(SUPPLIED PASSAGE):

◇ ◇ ◇

64.5 F
Wrightsville Beach
Saturday, April 20, 2024

My thoughts

Must read

The annual North Carolina Holiday Flotilla is in its 31st year. It will attract upwards of 50,000 people to the town for the lighted boat parade, not to mention those who attend the Friday night dance party and Day in the Park.

The question is, why continue to hold this free public event for 50,000?

Or, put another way, of the thousands of annual man hours donated by volunteers who stage this event, what is the return on investment that for 2013 totaled between $80,000 – $100,000?

Who benefits? Is it the residents of Wrightsville Beach? Certainly the homes and rental units that line the parade route on South Lumina Avenue plus Harbor Island benefit. The flotilla becomes the backdrop for splendid annual Thanksgiving weekend parties with families and friends.

This is a wonderful feel-good tradition, and if you can’t have fun at the flotilla, you can’t have fun.

But is the logic behind the event the same as that behind the Azalea Festival pre-I40? To spike an influx of business at a normally dead time of year? Except for the hotels and rentals, most beach businesses say the jammed-up traffic actually hurts their receipts for the night, but no numbers are available to confirm these purely anecdotal claims. Certainly businesses on the traffic arteries off the beach stand to benefit on boat parade night as tens of thousands who have been sitting and standing out in the cold, sometimes for hours on end, trickle back to the mainland.

A portion of the revenue raised goes for the parade boat prizes. Last year the top prize was a $5,000 boat, then cash prizes for the individual categories, with prizes totaling $14,500 as noted on the nonprofit’s 990 federal filing.

So the seller of the boat, if it was purchased and not donated, benefited with a sale. In years before, the same deal: top prize was plane fare, walking around money and a limited stay in someone’s condo located in an exotic location, or very expensive his and hers watches.

This year’s flotilla organizers promise all cash prizes, to the tune of $10,500 with the grand prize $5,000 in cold, hard cash.

But the skinny on this year’s parade is: The all-volunteer team ran late securing its sponsors, which put them behind schedule for announcing the prize amounts to prospective boat captains, which means in this trickle down economy, very few boats, about seven, were signed up last week when the committee met for the last time prior to the event.

Now the chair says there are 12 to 14 boats registered. And the event leaders expect to reach a contingent of 15-20 boats this year.

Compare that with 30 applications last flotilla, with a waiting list of 30 additional boats, and the words “falling short” come to mind.

The flotilla leadership is disinclined to talk about its lack of sponsors; its big corporate sponsor from last year dropped out and has not been replaced. But the solution is not altogether hopeless; one more corporate sponsor may be waiting in the wings.

◇ ◇ ◇

(DATASET):
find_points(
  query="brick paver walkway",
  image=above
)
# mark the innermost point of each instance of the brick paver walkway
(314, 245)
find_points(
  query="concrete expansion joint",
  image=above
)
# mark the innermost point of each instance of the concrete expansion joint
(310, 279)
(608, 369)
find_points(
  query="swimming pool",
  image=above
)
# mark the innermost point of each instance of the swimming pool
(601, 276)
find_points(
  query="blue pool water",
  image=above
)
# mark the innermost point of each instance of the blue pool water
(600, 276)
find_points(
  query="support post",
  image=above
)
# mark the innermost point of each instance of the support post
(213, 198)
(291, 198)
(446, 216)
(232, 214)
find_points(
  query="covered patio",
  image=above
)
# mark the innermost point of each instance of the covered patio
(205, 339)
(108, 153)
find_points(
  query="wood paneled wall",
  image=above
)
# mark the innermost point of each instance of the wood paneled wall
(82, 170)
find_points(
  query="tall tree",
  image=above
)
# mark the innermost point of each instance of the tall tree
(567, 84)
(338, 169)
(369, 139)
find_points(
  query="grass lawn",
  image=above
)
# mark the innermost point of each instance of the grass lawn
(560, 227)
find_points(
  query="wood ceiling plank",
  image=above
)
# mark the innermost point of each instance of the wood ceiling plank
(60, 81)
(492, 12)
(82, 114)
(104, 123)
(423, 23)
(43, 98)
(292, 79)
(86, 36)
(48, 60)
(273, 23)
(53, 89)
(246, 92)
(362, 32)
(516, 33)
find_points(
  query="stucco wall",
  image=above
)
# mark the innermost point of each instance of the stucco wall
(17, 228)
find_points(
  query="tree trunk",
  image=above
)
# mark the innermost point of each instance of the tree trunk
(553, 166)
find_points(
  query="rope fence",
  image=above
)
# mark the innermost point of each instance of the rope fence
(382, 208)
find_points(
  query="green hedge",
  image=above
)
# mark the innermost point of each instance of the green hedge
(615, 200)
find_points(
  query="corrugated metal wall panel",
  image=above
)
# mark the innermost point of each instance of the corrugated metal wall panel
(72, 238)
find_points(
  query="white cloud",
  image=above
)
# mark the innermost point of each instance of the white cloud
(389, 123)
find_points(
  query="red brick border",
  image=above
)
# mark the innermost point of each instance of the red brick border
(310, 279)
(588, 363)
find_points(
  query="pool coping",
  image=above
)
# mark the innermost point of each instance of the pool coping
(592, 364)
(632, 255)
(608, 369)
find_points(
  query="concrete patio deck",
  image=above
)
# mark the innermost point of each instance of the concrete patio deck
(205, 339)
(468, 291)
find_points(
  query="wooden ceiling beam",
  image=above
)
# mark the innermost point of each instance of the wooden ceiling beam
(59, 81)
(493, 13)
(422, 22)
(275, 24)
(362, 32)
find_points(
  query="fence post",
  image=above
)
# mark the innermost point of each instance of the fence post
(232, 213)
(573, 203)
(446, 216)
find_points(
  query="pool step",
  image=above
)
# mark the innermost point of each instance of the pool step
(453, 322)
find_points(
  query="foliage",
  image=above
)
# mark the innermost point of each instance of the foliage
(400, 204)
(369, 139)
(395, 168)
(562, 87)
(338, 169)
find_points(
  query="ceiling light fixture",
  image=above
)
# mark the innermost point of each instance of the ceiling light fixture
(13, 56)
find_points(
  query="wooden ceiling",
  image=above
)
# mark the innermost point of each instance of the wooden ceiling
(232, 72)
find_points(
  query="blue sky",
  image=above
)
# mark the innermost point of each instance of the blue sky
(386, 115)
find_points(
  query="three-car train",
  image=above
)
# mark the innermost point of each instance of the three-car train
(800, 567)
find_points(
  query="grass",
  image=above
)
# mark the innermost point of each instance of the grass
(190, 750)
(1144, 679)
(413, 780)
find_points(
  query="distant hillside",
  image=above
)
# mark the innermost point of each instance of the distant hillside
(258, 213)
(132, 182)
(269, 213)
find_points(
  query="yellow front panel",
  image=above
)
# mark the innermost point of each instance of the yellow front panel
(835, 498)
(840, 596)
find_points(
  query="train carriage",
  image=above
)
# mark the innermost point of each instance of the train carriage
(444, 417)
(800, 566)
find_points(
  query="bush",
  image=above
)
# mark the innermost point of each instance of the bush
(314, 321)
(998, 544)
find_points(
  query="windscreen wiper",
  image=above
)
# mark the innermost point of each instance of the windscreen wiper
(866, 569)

◇ ◇ ◇

(WHAT NEEDS TO BE DONE):
Answer these questions about the flotilla column:
1. How many people does the lighted boat parade draw to the town?
2. What was last year's top prize?
3. How many applications came in for the last flotilla?
The items have no connection to the flotilla column.

(THE RESULT):
1. Upwards of 50,000 people.
2. A $5,000 boat.
3. Thirty, with a waiting list of 30 more boats.